LE SAMOURAI CRITERION COLLECTION BLU RAY

Jean-Pierre Melville. JPM. A master of French cinema. A hero of mine for sure. He is given a modicum of respect and a lot of hot air in the world of pretence and cinema. Often via people who are servicing a desire to write on or be important in, film circles. LE SAMOURAI deserves more than this. It is Melville masterpiece and one that reveals his love, like probably your love, of film. It infuses the cinema of Japan and its culture of warrior honour based system. Phases like ice-cold thriller and cold as steel revenge film add little to what is really on offer here. Criterion collection is built for film fans or cinephiles and people who are more than this. Dreaming of making films. Understanding how great films work both in front of and behind the scenes.
* * * * * * * * *
_Stated exercise 1_: Write out the part of the Le Samourai Blu-ray review from "Jean-Pierre Melville. JPM." to "behind the scenes.".
_Stated exercise 2_: Write what comes next in the Le Samourai Blu-ray review, picking up after its final sentence.
The listing that comes after this is not needed.

_Data block_:
* * * * * * * * *
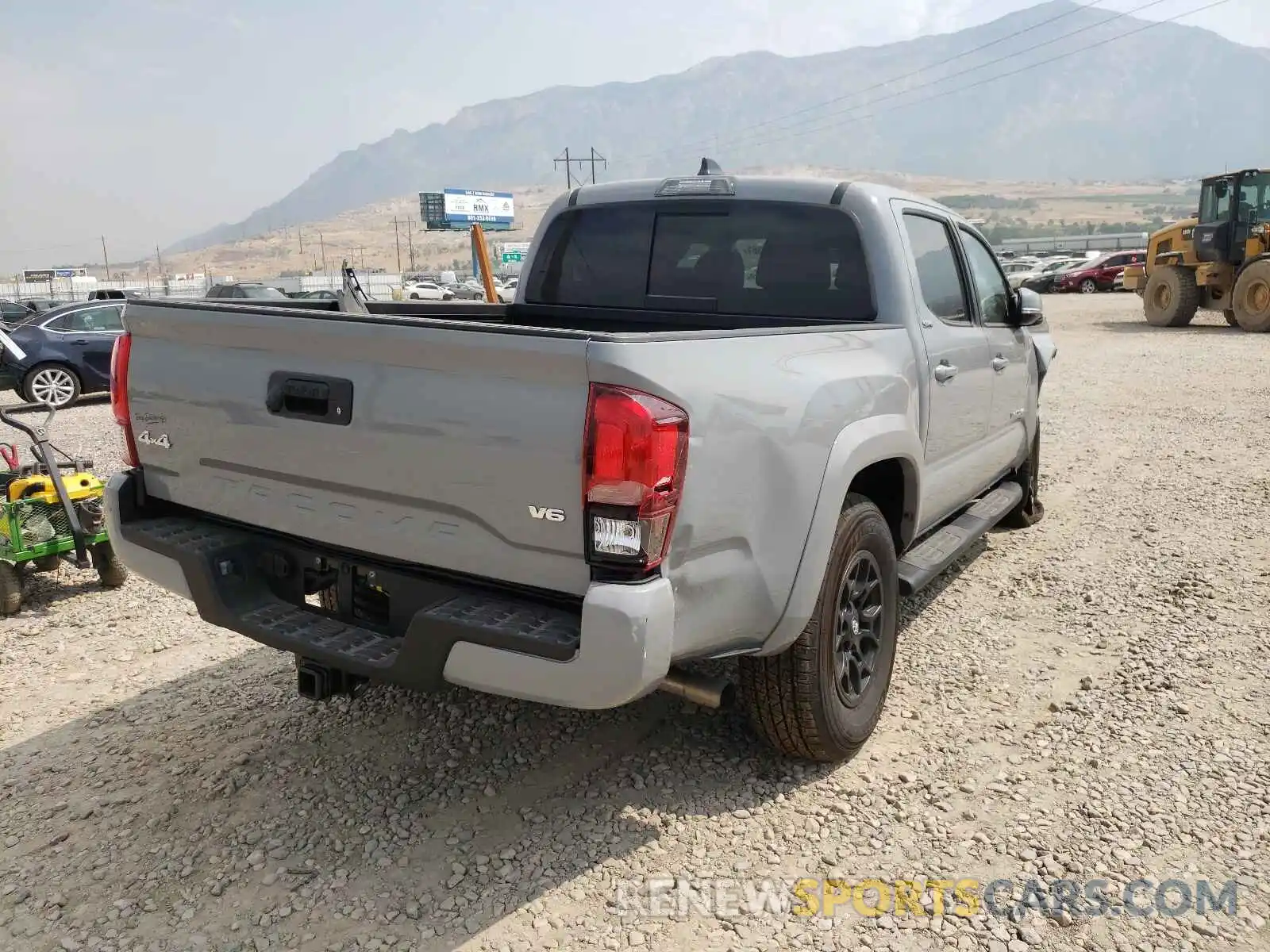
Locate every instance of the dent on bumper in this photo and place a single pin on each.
* * * * * * * * *
_Written answer 1_:
Jean-Pierre Melville. JPM. A master of French cinema. A hero of mine for sure. He is given a modicum of respect and a lot of hot air in the world of pretence and cinema. Often via people who are servicing a desire to write on or be important in, film circles. LE SAMOURAI deserves more than this. It is Melville masterpiece and one that reveals his love, like probably your love, of film. It infuses the cinema of Japan and its culture of warrior honour based system. Phases like ice-cold thriller and cold as steel revenge film add little to what is really on offer here. Criterion collection is built for film fans or cinephiles and people who are more than this. Dreaming of making films. Understanding how great films work both in front of and behind the scenes.

_Written answer 2_:
The beauty of Alain Delon, his face so angelic and so sensitive, cant hide his menace as the stealth like assassin Jef Costello. He is a contract killer for the mob that employs  samurai ethics into his skill set. After carrying out a flawlessly planned hit, Jef meets pianist Valérie (Cathy Rosier) in the corridor as he flees. She saw his face but will not name him when asked to do so by the police. The problem is that others are more forth coming and now Jef finds that the police think he is their number one man. They might have a persistent police investigator on his tail but he has no fear. All until he has a fearful employer, who will ruthlessly silence any stray words.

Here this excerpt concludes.